Work required:
Format every line of the rows below as a JSON list of strings, one string per line, omitting blank lines and leaving the pictures out.

┄┄┄┄┄┄┄┄┄┄

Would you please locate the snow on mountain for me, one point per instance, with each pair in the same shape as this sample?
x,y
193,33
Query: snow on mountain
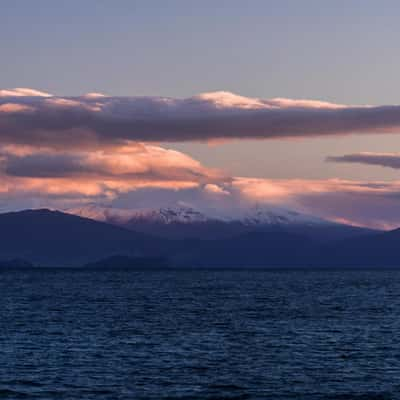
x,y
257,215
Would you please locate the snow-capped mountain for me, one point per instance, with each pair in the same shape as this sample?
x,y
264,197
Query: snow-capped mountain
x,y
181,221
254,216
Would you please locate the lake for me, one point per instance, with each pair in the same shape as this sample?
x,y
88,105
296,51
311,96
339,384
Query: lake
x,y
199,334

┄┄┄┄┄┄┄┄┄┄

Answer to the exercise:
[
  "Would you please locate the snow on mountain for me, one point per instance, with each pair in the same shape as this sample?",
  "x,y",
  "193,33",
  "Query: snow on mountain",
  "x,y",
  "257,215",
  "Would you please locate the snow-capped mountain for me, one point per instance, with each pair in the same shape as this sample?",
  "x,y",
  "264,197",
  "Query: snow-capped mountain",
  "x,y",
  "181,221",
  "254,216",
  "Would you please locate the lake for me, one point per instance, with each pair in the same shape as this sample?",
  "x,y",
  "88,105",
  "296,51",
  "311,96",
  "339,384",
  "Query: lake",
  "x,y",
  "199,334"
]